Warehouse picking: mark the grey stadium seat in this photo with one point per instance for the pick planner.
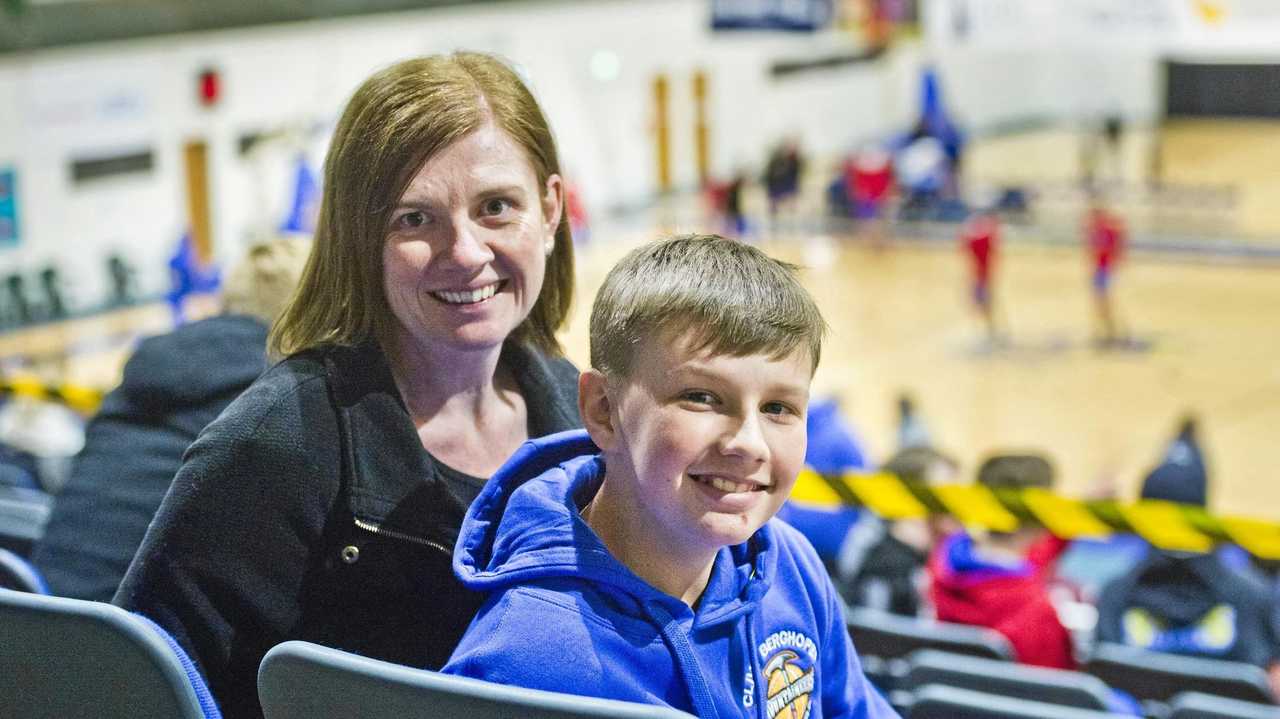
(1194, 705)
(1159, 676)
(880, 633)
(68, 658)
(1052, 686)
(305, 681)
...
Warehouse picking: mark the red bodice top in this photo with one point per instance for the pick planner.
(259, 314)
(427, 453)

> PROBLEM TO WORK ON:
Find each line of the listing above that contains the string "pick", and copy those lines. Case counts.

> TASK OUTPUT:
Warehouse picking: mark the grey stadium seat in this photo with one point per instance for the pick planner.
Warehouse picking: mark the red bodice top in this photo with one point per instance for the pick planner.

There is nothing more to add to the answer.